What to work on — Pick out every line of the records below that contains the string "stair", matching case exactly.

(Object position labeling entries)
━━━
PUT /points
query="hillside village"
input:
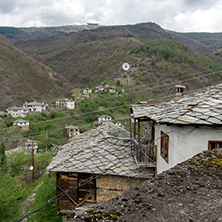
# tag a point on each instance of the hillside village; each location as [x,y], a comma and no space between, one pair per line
[114,145]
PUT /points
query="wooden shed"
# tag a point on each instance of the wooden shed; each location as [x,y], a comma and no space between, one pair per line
[96,166]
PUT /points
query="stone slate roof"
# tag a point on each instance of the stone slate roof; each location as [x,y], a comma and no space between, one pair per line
[199,108]
[99,149]
[21,121]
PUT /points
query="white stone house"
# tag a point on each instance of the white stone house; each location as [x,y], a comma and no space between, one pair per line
[24,124]
[112,89]
[17,111]
[179,129]
[87,91]
[29,144]
[118,123]
[72,130]
[104,119]
[67,103]
[99,89]
[35,106]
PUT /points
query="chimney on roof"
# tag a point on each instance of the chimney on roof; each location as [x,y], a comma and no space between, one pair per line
[179,90]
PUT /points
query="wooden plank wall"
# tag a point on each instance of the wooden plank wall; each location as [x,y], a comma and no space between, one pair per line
[70,200]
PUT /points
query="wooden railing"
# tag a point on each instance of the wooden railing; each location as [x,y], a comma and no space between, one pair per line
[145,154]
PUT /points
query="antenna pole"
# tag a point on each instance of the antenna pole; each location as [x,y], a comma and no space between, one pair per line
[129,114]
[33,171]
[126,67]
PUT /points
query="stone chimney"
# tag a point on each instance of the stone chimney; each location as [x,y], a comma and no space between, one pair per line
[179,90]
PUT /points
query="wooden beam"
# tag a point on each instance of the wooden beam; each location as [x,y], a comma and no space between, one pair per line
[67,195]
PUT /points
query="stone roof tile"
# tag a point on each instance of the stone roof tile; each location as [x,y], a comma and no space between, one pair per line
[106,153]
[195,108]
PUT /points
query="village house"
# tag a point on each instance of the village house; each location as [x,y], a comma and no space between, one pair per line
[17,111]
[111,89]
[96,166]
[87,91]
[35,106]
[29,145]
[66,103]
[72,130]
[24,124]
[84,95]
[118,123]
[179,129]
[99,89]
[104,119]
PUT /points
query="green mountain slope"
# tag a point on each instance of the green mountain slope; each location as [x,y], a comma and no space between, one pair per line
[14,34]
[211,40]
[23,78]
[91,57]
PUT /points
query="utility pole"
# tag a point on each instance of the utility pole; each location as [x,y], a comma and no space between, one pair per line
[126,67]
[33,170]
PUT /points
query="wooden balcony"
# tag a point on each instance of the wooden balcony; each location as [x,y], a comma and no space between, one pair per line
[145,153]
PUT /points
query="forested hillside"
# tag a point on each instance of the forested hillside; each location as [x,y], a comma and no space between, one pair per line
[24,79]
[14,34]
[91,57]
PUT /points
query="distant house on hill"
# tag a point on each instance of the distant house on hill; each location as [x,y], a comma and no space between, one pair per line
[17,111]
[179,129]
[87,91]
[29,145]
[99,89]
[112,89]
[84,95]
[99,165]
[72,130]
[118,123]
[24,124]
[67,103]
[35,106]
[104,119]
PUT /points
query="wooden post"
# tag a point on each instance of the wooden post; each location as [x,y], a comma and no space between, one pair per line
[33,171]
[129,114]
[139,145]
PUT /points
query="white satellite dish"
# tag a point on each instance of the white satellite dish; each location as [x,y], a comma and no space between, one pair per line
[125,66]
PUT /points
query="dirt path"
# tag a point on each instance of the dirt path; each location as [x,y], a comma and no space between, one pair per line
[28,202]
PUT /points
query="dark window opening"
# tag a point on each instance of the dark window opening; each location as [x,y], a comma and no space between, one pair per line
[164,146]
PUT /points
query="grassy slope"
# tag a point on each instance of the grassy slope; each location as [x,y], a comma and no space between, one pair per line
[23,78]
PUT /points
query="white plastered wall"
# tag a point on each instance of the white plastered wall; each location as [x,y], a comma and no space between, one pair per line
[184,143]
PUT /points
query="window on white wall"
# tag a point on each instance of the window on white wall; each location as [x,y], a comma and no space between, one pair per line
[164,146]
[214,145]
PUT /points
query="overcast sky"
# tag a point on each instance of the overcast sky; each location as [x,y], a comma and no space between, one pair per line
[176,15]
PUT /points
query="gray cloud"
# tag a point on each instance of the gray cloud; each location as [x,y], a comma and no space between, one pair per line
[178,15]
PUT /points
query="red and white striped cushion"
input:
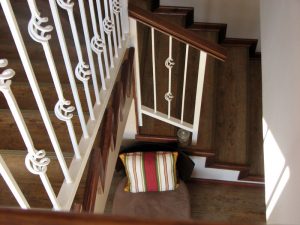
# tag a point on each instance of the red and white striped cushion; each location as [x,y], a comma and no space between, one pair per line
[150,171]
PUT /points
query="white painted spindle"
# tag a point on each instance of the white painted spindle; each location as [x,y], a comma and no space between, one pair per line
[89,51]
[134,42]
[124,18]
[184,80]
[108,27]
[68,64]
[116,8]
[113,27]
[40,33]
[35,160]
[97,44]
[18,39]
[12,185]
[102,35]
[169,63]
[200,81]
[82,70]
[153,68]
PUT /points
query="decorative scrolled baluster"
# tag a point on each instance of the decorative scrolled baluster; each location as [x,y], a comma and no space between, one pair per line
[39,32]
[38,167]
[107,26]
[116,6]
[70,72]
[169,96]
[64,111]
[98,45]
[68,5]
[102,35]
[83,73]
[5,76]
[124,18]
[169,63]
[37,162]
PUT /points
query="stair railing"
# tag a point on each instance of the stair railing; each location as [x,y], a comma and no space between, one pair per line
[190,39]
[114,25]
━━━
Exercise response —
query="stair railing"
# tag a point on each instance of the stair railing; each location as [x,y], a comma and no space between, one pair per line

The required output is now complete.